> Work item
In this exercise, every entry is to be transcribed exactly as written.

> Available records
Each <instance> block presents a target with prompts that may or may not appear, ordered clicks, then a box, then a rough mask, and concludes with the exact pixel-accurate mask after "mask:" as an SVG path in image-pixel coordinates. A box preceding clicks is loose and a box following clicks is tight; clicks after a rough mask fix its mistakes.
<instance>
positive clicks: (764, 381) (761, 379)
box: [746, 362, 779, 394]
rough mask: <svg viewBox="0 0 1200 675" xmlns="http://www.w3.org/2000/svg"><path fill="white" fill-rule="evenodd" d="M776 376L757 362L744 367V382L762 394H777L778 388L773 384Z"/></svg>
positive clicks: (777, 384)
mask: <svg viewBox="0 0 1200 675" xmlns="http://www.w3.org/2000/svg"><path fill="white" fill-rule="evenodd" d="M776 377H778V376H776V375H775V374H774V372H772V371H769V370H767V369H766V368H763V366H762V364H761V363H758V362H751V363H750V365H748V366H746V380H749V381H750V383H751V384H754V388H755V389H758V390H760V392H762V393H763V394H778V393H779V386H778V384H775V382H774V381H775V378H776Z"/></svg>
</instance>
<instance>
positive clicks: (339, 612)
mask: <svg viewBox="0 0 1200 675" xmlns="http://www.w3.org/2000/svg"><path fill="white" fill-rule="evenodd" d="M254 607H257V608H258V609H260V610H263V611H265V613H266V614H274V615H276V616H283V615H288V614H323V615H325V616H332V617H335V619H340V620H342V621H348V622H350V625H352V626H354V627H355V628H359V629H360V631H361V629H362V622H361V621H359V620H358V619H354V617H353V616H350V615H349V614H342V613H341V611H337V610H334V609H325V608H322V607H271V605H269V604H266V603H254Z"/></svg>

> Response to this exercise
Each <instance> block presents a target with prompts that may or may not appear, ordered clicks, then a box, then a rough mask, and concludes with the exact pixel-accurate mask after "mask:" as an SVG path in image-pixel coordinates. A box preceding clicks is loose and a box following clicks is tight; clicks after a rough mask fix its mistakes.
<instance>
positive clicks: (764, 381) (761, 379)
box: [746, 362, 779, 394]
rough mask: <svg viewBox="0 0 1200 675" xmlns="http://www.w3.org/2000/svg"><path fill="white" fill-rule="evenodd" d="M776 376L757 362L744 367V382L762 394H777L778 388L773 384Z"/></svg>
positive clicks: (777, 384)
mask: <svg viewBox="0 0 1200 675" xmlns="http://www.w3.org/2000/svg"><path fill="white" fill-rule="evenodd" d="M776 377H778V376H776V375H775V374H774V372H772V371H769V370H767V369H766V368H763V366H762V364H761V363H758V362H751V363H750V365H748V366H746V380H749V381H750V383H751V384H754V388H755V389H758V390H760V392H762V393H763V394H778V393H779V386H778V384H775V382H774V381H775V378H776Z"/></svg>
</instance>
<instance>
positive clicks: (339, 612)
mask: <svg viewBox="0 0 1200 675" xmlns="http://www.w3.org/2000/svg"><path fill="white" fill-rule="evenodd" d="M254 607H257V608H258V609H260V610H263V611H265V613H266V614H274V615H276V616H283V615H288V614H323V615H325V616H332V617H335V619H340V620H342V621H348V622H350V625H352V626H354V627H355V628H359V629H360V631H361V629H362V622H361V621H359V620H358V619H354V617H353V616H350V615H349V614H342V613H341V611H337V610H334V609H325V608H322V607H271V605H269V604H266V603H254Z"/></svg>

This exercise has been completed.